■ **Required work**: Return every line in the records below that contains the string "Target", treating uppercase and lowercase letters as different.
^^^^
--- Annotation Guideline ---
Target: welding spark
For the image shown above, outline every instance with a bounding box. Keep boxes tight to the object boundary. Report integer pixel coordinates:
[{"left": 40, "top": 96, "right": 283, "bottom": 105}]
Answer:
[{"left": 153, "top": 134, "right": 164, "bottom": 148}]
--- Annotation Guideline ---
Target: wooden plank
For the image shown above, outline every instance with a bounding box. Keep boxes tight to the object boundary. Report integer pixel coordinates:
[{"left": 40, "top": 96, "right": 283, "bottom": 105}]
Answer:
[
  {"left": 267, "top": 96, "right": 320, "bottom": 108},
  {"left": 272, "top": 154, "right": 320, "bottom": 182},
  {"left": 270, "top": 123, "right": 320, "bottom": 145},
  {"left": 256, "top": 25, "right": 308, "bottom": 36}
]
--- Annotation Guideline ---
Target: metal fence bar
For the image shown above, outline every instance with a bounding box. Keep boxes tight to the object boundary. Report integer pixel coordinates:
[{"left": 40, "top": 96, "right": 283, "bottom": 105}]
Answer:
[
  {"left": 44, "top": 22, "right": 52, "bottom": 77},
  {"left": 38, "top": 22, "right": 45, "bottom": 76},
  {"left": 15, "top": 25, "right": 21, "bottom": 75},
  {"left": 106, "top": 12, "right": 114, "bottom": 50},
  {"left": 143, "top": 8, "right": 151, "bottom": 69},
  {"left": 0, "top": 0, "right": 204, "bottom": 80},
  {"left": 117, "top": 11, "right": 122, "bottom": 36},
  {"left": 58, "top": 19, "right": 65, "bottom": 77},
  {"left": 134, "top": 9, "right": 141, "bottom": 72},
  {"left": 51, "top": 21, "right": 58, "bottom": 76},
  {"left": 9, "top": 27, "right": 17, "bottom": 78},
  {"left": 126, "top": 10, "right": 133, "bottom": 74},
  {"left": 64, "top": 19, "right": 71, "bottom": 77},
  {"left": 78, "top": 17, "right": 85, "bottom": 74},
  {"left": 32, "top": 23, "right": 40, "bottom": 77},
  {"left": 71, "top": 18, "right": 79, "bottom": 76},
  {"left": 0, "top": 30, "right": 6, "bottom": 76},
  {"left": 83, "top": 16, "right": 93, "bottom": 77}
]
^^^^
■ **Task output**:
Target: welding spark
Target: wooden plank
Target: metal fence bar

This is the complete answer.